> _Challenge_
Reproduce every line of the listing below without changing anything.

(Dataset records on where objects are located)

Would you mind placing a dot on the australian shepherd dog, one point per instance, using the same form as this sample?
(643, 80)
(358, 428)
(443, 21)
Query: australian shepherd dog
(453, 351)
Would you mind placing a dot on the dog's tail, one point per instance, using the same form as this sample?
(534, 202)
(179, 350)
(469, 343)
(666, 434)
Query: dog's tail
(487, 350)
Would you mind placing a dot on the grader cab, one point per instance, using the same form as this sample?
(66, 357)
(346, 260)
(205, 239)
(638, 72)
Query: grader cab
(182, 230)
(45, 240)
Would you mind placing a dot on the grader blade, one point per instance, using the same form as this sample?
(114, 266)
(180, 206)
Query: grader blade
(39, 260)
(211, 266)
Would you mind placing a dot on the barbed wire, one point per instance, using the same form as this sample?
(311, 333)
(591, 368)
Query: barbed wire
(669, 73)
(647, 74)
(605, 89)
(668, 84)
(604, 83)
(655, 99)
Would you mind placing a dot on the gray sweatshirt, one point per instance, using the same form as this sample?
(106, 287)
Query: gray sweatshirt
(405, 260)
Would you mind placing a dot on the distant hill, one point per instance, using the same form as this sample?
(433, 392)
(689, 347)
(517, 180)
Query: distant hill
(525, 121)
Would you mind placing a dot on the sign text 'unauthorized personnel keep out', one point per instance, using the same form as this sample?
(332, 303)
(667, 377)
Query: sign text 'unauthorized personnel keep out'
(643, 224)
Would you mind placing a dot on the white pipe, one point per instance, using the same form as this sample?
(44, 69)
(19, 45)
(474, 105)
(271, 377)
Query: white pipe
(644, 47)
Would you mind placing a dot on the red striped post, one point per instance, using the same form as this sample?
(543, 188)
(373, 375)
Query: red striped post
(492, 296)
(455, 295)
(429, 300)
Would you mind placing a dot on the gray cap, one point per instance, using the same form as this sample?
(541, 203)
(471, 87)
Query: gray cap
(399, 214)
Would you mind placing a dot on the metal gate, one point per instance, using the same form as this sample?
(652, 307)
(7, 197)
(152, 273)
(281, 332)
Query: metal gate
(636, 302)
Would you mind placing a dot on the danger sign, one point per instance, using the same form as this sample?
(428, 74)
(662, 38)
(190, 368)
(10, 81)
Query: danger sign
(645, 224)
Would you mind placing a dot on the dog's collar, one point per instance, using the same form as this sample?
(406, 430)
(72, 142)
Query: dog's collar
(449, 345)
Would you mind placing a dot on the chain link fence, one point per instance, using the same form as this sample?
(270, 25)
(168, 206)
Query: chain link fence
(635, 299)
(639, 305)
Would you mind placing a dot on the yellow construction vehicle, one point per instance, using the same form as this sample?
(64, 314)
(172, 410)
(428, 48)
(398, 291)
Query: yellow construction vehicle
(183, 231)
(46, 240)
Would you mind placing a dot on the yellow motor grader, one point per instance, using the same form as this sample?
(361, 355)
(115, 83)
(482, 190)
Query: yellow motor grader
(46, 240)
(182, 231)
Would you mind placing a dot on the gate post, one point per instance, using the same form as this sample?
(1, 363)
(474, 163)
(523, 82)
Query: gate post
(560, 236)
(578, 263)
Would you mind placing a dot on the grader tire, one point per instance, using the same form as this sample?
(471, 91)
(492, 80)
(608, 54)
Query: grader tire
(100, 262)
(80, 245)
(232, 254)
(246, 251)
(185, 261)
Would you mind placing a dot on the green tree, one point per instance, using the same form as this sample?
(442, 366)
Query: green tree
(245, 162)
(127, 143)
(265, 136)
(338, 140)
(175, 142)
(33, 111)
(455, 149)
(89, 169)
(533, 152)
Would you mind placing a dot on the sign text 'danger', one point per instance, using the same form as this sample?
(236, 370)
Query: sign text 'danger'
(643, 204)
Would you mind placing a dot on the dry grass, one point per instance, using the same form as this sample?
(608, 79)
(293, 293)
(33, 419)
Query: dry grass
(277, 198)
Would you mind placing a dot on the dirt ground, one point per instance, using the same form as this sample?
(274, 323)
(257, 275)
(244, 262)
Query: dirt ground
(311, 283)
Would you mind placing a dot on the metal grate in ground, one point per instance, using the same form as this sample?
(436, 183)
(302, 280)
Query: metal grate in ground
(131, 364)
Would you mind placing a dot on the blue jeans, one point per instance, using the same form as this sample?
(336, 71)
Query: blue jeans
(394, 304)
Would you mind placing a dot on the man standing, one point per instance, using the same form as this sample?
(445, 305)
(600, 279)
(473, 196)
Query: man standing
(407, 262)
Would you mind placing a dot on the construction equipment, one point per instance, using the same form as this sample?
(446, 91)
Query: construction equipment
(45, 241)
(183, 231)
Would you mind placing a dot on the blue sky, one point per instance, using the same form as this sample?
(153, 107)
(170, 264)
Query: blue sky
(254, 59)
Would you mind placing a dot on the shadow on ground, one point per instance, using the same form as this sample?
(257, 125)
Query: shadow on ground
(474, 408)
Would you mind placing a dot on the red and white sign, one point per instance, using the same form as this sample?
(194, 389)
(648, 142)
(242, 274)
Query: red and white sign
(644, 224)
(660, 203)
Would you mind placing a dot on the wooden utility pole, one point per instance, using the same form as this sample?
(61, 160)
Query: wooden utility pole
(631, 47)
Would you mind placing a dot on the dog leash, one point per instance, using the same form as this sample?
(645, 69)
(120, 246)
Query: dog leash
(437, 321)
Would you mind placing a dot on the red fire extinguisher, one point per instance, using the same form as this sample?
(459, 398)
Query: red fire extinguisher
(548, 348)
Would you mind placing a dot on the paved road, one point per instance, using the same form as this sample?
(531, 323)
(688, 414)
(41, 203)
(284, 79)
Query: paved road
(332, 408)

> _Response_
Would you mind placing a dot on the australian shepherd dog, one point per instance, using the same form as this sample?
(643, 80)
(358, 428)
(443, 21)
Query: australian shepherd dog
(453, 351)
Would you mind placing a dot on the dog's tail, one point per instance, using the same form as this sample?
(534, 202)
(179, 350)
(469, 343)
(666, 434)
Query: dog's tail
(487, 350)
Would you mind placing a dot on the grader cab, one point per instance, using the same form as this sample?
(66, 357)
(346, 260)
(205, 239)
(638, 72)
Query: grader cab
(182, 230)
(45, 240)
Would you mind placing a dot on the grader blade, one point per instance, using the same form as this sample?
(114, 266)
(180, 206)
Query: grader blade
(39, 260)
(211, 266)
Would you mind placing a dot on the barbed wire, one point per instance, using the same form as this sample?
(311, 333)
(591, 368)
Query: barbed wire
(669, 73)
(647, 74)
(605, 89)
(668, 84)
(604, 83)
(655, 99)
Would you mind placing a dot on the gray sweatshirt, one point per instance, using the same form as this sample?
(106, 287)
Query: gray sweatshirt
(405, 260)
Would you mind placing a dot on the distant hill, one point per instance, using the same form as this sample?
(433, 392)
(689, 347)
(517, 180)
Query: distant hill
(525, 121)
Would you mind placing a dot on the sign text 'unauthorized personnel keep out', one point per instance, using the same form as this sample?
(332, 303)
(667, 377)
Query: sign text 'unauthorized personnel keep out'
(643, 224)
Would you mind placing a dot on the white pipe, one point per instance, using the same form as this sample?
(44, 69)
(19, 45)
(474, 105)
(271, 377)
Query: white pipe
(644, 47)
Would you mind placing a dot on the red striped post, one point per instance, using the same form as this sample?
(543, 188)
(373, 375)
Query: red striped post
(492, 296)
(455, 295)
(429, 300)
Would you mind placing a dot on the gray cap, one point per instance, using the same form as this sample?
(541, 203)
(471, 87)
Query: gray cap
(399, 214)
Would you mind placing a dot on the metal gate, one point per instance, using the same form as this sample?
(652, 307)
(7, 197)
(152, 273)
(281, 332)
Query: metal gate
(636, 302)
Would you mind placing a dot on the danger sign, one point per instance, using the same form as this sample?
(428, 74)
(662, 38)
(190, 368)
(10, 81)
Query: danger sign
(645, 224)
Would you mind placing a dot on the dog's collar, one point per instance, using the same form as this sample?
(406, 430)
(72, 142)
Query: dog's collar
(449, 345)
Would you mind placing a dot on the chain link fence, one point per instance, using the same form as this sample?
(270, 25)
(168, 206)
Query: chain link fence
(635, 299)
(639, 305)
Would you mind placing a dot on the yellow construction vehicle, one point per instance, using the same form as this sample?
(64, 314)
(172, 410)
(428, 48)
(398, 291)
Query: yellow construction vehicle
(183, 231)
(46, 240)
Would you mind placing a dot on the yellow motor grader, one point per instance, using the same form as this sample?
(361, 355)
(115, 83)
(482, 190)
Query: yellow motor grader
(46, 240)
(182, 231)
Would you mind placing a dot on the gate post, one point per instance, using the same form as this sample?
(1, 363)
(474, 163)
(523, 82)
Query: gate post
(560, 236)
(578, 263)
Would you mind placing a dot on the grader tire, one point per instance, using the same form as this sample?
(471, 91)
(492, 80)
(608, 54)
Query: grader tire
(100, 262)
(80, 245)
(232, 254)
(246, 251)
(185, 261)
Would you mind placing a dot on the green tree, one point per instance, using the same form as this sample?
(442, 366)
Query: green tree
(245, 162)
(127, 143)
(265, 136)
(338, 140)
(175, 142)
(33, 111)
(455, 149)
(89, 169)
(533, 152)
Would you mind placing a dot on the sign text 'danger', one point per instance, using the same form as this sample?
(236, 370)
Query: sign text 'danger'
(643, 204)
Would you mind placing a dot on the dry grass, one point per instance, using the same form as this sample?
(608, 79)
(293, 293)
(33, 419)
Query: dry grass
(277, 198)
Would you mind placing a dot on the dirt ground, one point per instance, using the same form as this sample?
(274, 323)
(257, 275)
(244, 262)
Query: dirt ground
(311, 283)
Would you mind placing a dot on the metal grate in ground, one point per instance, using the same form as this sample?
(436, 183)
(302, 280)
Query: metal grate in ground
(131, 364)
Would you mind placing a dot on the blue jeans, one point per instance, using the same form as this sample?
(336, 71)
Query: blue jeans
(394, 304)
Would you mind placing a dot on the man standing, one point per instance, using the same form as this sample?
(445, 305)
(600, 279)
(473, 196)
Query: man standing
(407, 262)
Would you mind placing a dot on the construction equipment, one point per instance, using the same form as this sample?
(446, 91)
Query: construction equipment
(45, 241)
(183, 231)
Would you mind placing a dot on the blue sky, one point per instance, using the same form as this sample?
(153, 107)
(170, 264)
Query: blue sky
(254, 59)
Would you mind placing a dot on the shadow on ground, one point per instance, using the same form as this sample?
(257, 125)
Query: shadow on ground
(474, 408)
Would you mind placing a dot on the red and white sign, one point per instance, using the same form as this sample?
(194, 389)
(648, 142)
(242, 274)
Query: red and white sign
(644, 224)
(660, 203)
Would you mind placing a dot on the wooden utility pole, one point per instance, using the same form as this sample?
(61, 160)
Query: wooden utility pole
(631, 47)
Would you mind placing a dot on the dog leash, one point per instance, using the same form as this sample?
(645, 69)
(120, 246)
Query: dog leash
(437, 321)
Would you mind placing a dot on the red fire extinguisher, one point per instance, using the same form as this sample?
(459, 398)
Query: red fire extinguisher
(548, 348)
Would you mind placing a dot on the paved road, one point per instance, using the same form as this sample?
(531, 323)
(688, 414)
(41, 203)
(284, 79)
Query: paved road
(332, 408)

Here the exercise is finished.